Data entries
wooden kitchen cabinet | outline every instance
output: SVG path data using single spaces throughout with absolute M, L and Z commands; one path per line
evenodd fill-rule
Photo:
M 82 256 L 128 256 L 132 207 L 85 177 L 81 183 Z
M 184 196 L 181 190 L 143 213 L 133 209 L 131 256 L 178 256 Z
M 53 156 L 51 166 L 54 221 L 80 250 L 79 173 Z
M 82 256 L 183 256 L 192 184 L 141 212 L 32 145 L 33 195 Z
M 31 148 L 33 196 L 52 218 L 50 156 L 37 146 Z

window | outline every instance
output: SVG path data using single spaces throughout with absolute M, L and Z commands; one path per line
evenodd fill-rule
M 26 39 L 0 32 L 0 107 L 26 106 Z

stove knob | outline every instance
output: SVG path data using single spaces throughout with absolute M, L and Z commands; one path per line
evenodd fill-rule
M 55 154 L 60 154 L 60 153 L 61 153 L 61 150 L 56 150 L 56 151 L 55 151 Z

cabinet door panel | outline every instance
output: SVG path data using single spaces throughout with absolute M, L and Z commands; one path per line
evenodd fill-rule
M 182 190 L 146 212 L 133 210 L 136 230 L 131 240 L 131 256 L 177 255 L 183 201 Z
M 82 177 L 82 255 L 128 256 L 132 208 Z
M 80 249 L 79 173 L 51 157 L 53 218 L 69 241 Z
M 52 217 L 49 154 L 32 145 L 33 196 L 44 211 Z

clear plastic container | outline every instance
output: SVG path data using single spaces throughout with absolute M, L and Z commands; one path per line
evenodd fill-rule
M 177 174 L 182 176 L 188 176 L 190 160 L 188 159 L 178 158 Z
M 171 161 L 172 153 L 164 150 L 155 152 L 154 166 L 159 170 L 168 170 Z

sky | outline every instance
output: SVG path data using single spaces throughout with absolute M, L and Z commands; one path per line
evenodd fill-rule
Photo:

Problem to solve
Format the lines from the one containing "window | outline every instance" through the one containing "M 52 217 L 49" as a JSON list of strings, with one string per line and blank lines left out.

The response
[
  "window | outline every instance",
  "output: SVG path data using single spaces throughout with absolute M, L and Z commands; one path per line",
  "evenodd fill-rule",
  "M 26 39 L 0 32 L 0 107 L 26 106 Z",
  "stove knob | outline every instance",
  "output: SVG path data using single spaces throughout with absolute M, L and Z commands; one path per line",
  "evenodd fill-rule",
  "M 55 154 L 60 154 L 60 153 L 61 153 L 61 150 L 56 150 L 56 151 L 55 151 Z",
  "cabinet door panel | outline every instance",
  "output: SVG path data using single spaces throughout with absolute M, L and Z commands; one path per line",
  "evenodd fill-rule",
  "M 182 190 L 146 212 L 133 210 L 136 230 L 131 240 L 131 256 L 177 255 L 183 201 Z",
  "M 82 177 L 82 255 L 128 256 L 132 208 Z",
  "M 80 249 L 79 173 L 51 157 L 53 218 L 69 241 Z",
  "M 52 217 L 49 154 L 32 145 L 33 196 L 44 211 Z"
]